=== Dataset items ===
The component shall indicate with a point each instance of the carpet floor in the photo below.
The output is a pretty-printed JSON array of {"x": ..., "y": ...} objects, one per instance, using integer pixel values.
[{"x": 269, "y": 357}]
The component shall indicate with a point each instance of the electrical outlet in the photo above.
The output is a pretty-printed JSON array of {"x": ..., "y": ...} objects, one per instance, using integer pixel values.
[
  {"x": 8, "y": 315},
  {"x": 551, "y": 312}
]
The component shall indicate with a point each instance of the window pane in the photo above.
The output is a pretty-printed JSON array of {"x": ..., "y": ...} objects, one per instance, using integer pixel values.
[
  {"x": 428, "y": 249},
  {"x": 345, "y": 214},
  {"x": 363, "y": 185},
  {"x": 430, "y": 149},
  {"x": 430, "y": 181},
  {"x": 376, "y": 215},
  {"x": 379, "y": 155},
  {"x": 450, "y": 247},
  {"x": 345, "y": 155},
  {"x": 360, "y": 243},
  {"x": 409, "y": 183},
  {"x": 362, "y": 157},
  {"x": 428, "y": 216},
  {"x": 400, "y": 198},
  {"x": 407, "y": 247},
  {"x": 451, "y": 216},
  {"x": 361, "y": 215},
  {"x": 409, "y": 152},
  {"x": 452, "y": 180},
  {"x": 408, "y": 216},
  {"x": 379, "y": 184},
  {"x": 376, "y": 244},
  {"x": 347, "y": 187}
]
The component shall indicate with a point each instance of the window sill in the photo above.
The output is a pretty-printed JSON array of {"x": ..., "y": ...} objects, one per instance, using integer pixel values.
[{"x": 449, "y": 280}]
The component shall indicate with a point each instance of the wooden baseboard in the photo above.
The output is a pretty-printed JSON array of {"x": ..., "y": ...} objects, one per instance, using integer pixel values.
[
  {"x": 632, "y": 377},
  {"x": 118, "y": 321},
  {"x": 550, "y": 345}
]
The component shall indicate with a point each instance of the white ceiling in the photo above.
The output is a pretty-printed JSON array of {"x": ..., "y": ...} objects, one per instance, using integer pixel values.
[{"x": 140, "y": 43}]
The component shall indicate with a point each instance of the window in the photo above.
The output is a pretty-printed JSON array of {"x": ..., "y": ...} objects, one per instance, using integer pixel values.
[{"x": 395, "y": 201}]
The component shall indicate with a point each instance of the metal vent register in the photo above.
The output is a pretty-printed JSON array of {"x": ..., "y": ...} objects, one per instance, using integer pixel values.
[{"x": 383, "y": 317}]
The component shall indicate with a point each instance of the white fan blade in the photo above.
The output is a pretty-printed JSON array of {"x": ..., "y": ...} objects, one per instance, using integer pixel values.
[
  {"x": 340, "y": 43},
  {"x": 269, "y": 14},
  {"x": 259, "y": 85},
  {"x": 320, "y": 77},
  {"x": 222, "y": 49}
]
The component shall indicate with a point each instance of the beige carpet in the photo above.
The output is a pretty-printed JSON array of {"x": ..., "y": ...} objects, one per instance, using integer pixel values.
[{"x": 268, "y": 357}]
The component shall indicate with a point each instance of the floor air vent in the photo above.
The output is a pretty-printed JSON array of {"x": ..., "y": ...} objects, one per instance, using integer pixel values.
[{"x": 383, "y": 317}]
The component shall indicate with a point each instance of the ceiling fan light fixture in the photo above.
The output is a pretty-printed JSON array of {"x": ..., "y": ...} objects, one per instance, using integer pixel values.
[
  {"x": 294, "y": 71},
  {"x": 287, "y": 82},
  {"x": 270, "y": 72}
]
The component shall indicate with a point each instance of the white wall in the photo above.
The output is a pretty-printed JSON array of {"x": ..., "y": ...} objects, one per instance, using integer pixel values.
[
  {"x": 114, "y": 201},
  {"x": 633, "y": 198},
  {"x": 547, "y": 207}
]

=== What to produce ===
Rewrite the data above, changing every "component" to "module" and leaving all other text as it stands.

=== Exercise response ===
The module shall indicate with a point each instance of the carpet floor in the photo below.
The output is a pretty-printed JSON array of {"x": ..., "y": ...} objects, one per instance, using integer pixel values.
[{"x": 269, "y": 357}]
The module shall indicate with a point each instance of the electrical outlet in the photo above.
The output is a pretty-printed JSON array of {"x": ..., "y": ...} objects, one per instance, using integer pixel values.
[
  {"x": 8, "y": 315},
  {"x": 551, "y": 312}
]
The module shall indicate with a point each instance of the window pane in the photo above.
The output is a pretty-printed JSON array of {"x": ..., "y": ...} objects, one per instance, using integer pixel values.
[
  {"x": 428, "y": 249},
  {"x": 345, "y": 214},
  {"x": 363, "y": 185},
  {"x": 430, "y": 149},
  {"x": 430, "y": 181},
  {"x": 376, "y": 215},
  {"x": 379, "y": 155},
  {"x": 450, "y": 247},
  {"x": 345, "y": 155},
  {"x": 360, "y": 243},
  {"x": 409, "y": 183},
  {"x": 362, "y": 157},
  {"x": 428, "y": 216},
  {"x": 400, "y": 198},
  {"x": 407, "y": 247},
  {"x": 451, "y": 216},
  {"x": 361, "y": 215},
  {"x": 409, "y": 152},
  {"x": 452, "y": 180},
  {"x": 408, "y": 216},
  {"x": 379, "y": 184},
  {"x": 376, "y": 244},
  {"x": 347, "y": 187}
]
The module shall indicate with a point each instance of the window sill in the photo above.
The output is a pretty-printed JSON array of {"x": ..., "y": ...} objects, one per instance, using integer pixel values.
[{"x": 449, "y": 280}]
The module shall indicate with a point each instance of the wooden baseboard in the photo above.
The output is a pretty-printed JSON array of {"x": ..., "y": ...} objects, one per instance, using integer pixel values.
[
  {"x": 632, "y": 377},
  {"x": 118, "y": 321},
  {"x": 550, "y": 345}
]
The module shall indicate with a point each instance of the white ceiling in the photo above.
The output is a pretty-printed JSON array of {"x": ..., "y": ...} objects, one per instance, using integer pixel values.
[{"x": 140, "y": 43}]
The module shall indicate with a point each instance of the window in the photo above.
The output is a pretty-printed JSON array of {"x": ..., "y": ...} objects, one per instance, using integer pixel values.
[{"x": 395, "y": 201}]
The module shall indicate with a point each instance of the metal vent register in the photo above.
The output is a pretty-printed JSON array of {"x": ..., "y": ...} objects, one per instance, using integer pixel values.
[{"x": 383, "y": 317}]
The module shall indicate with a point each instance of the white fan blade in the photo above.
The output is a pretty-printed JSON array of {"x": ..., "y": ...} objects, one per instance, using integer pixel values.
[
  {"x": 340, "y": 43},
  {"x": 269, "y": 14},
  {"x": 259, "y": 85},
  {"x": 320, "y": 77},
  {"x": 222, "y": 49}
]
The module shall indicate with a point each instance of the beige carpet in the photo above.
The output is a pretty-printed JSON array of {"x": ..., "y": ...} objects, one per instance, using integer pixel values.
[{"x": 268, "y": 357}]
The module shall indicate with a point each instance of the floor air vent in the photo above.
The output is a pretty-printed JSON array of {"x": ..., "y": ...} objects, one per instance, using integer pixel values.
[{"x": 383, "y": 317}]
The module shall indicate with a point each instance of the ceiling fan light fixture in the photo above.
The output is a pretty-printed JSON array of {"x": ..., "y": ...} objects, one per instance, using integer pixel values.
[
  {"x": 294, "y": 71},
  {"x": 287, "y": 82},
  {"x": 270, "y": 72}
]
The module shall indicate with a point each instance of the white wall in the photo above.
The output is a pretty-printed JSON array of {"x": ..., "y": ...} objects, one per instance, using integer pixel values.
[
  {"x": 114, "y": 201},
  {"x": 633, "y": 198},
  {"x": 547, "y": 207}
]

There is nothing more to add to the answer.